Pictures stay out. Everything else in the entries is copied exactly.
START Excerpted data
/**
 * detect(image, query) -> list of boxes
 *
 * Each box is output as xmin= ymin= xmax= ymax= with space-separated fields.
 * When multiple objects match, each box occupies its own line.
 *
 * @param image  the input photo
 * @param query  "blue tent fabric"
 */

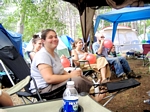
xmin=0 ymin=24 xmax=23 ymax=56
xmin=147 ymin=34 xmax=150 ymax=40
xmin=94 ymin=5 xmax=150 ymax=42
xmin=22 ymin=42 xmax=28 ymax=49
xmin=60 ymin=35 xmax=74 ymax=50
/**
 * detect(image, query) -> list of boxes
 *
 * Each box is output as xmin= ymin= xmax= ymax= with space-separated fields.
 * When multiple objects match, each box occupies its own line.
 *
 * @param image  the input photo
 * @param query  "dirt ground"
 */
xmin=102 ymin=59 xmax=150 ymax=112
xmin=3 ymin=58 xmax=150 ymax=112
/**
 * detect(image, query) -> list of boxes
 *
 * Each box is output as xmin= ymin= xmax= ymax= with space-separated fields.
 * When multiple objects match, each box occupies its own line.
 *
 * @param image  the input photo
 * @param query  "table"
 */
xmin=2 ymin=95 xmax=112 ymax=112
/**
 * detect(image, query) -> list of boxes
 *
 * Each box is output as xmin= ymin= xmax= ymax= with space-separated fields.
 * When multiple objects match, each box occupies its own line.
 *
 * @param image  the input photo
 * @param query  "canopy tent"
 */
xmin=0 ymin=23 xmax=23 ymax=56
xmin=94 ymin=5 xmax=150 ymax=42
xmin=62 ymin=0 xmax=150 ymax=51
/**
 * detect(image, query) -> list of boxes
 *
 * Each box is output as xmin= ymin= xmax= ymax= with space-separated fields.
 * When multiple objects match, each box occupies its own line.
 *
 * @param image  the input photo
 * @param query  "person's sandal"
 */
xmin=101 ymin=78 xmax=110 ymax=84
xmin=127 ymin=70 xmax=141 ymax=79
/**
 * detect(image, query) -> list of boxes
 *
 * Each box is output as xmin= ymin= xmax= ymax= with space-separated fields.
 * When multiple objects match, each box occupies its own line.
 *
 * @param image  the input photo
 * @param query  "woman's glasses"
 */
xmin=101 ymin=36 xmax=105 ymax=38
END Excerpted data
§ **Output below**
/**
 * detect(image, query) -> list of boxes
 *
 * Each box is output as xmin= ymin= xmax= ymax= with space-separated fields.
 * When multiple objects match, each box occupies its own line.
 *
 * @param image  the input photo
 * @param query  "blue tent fabric"
 */

xmin=0 ymin=24 xmax=23 ymax=56
xmin=147 ymin=34 xmax=150 ymax=40
xmin=94 ymin=5 xmax=150 ymax=42
xmin=22 ymin=42 xmax=28 ymax=49
xmin=60 ymin=35 xmax=74 ymax=50
/**
 * detect(image, query) -> list of boxes
 *
 * Each box is output as xmin= ymin= xmax= ymax= with space-separated fields.
 * When multiple objects match, each box occupies its own line.
 *
 * @param image  the input photo
 * @param query  "dirt ground"
 */
xmin=102 ymin=59 xmax=150 ymax=112
xmin=3 ymin=58 xmax=150 ymax=112
/**
 * detect(image, query) -> list of boxes
 *
 * Each box is output as xmin= ymin= xmax= ymax= with space-separated fields.
 * When multiple objects match, each box occupies its own line.
 *
 * @param image  the input photo
 * @param query  "table"
 */
xmin=2 ymin=95 xmax=112 ymax=112
/**
 * detect(image, query) -> list of boxes
 *
 * Each box is output as xmin= ymin= xmax= ymax= with space-separated fields.
 * When multiple objects match, each box occupies its own line.
 *
 * @param image  the input photo
 * @param query  "canopy tent"
 */
xmin=0 ymin=23 xmax=23 ymax=56
xmin=94 ymin=5 xmax=150 ymax=42
xmin=62 ymin=0 xmax=150 ymax=51
/**
 * detect(image, query) -> list of boxes
 *
 * Each box is output as xmin= ymin= xmax= ymax= with space-separated fields.
 * When multiple objects match, each box occupies its own line.
 *
 * @param image  the input photo
 * @param query  "person's sandal"
 */
xmin=101 ymin=78 xmax=110 ymax=84
xmin=127 ymin=70 xmax=141 ymax=79
/**
 * detect(image, query) -> list of boxes
 *
 * Each box is output as xmin= ymin= xmax= ymax= with space-separated fields.
 * When multiple objects match, each box occupies its own line.
 *
 * @param image  the input photo
 * @param query  "woman's glasses"
 */
xmin=101 ymin=36 xmax=105 ymax=38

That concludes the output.